▸ **Aim of the exercise**:
Once you find the line with "Where can you see the hooked", copy it and every line after it through the end of the entries below, exactly as written.

▸ **Listed records**:
[Start of Attachment]
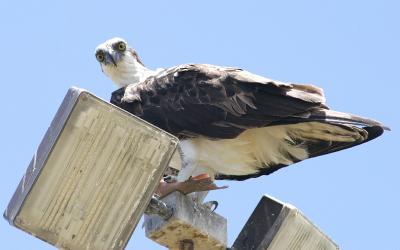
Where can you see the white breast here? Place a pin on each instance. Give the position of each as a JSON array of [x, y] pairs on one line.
[[243, 155]]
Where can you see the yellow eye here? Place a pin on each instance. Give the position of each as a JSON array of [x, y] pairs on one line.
[[121, 46], [100, 56]]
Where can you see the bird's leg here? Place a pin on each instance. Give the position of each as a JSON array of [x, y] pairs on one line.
[[200, 184]]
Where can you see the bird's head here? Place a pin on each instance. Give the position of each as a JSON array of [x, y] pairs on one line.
[[120, 62]]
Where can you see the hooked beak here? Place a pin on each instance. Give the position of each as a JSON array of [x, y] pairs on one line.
[[112, 57]]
[End of Attachment]
▸ **Response**:
Where can you see the hooked beak here? Place a pin on each instance. Give the position of each as a JSON array of [x, y] pairs on one line.
[[112, 57]]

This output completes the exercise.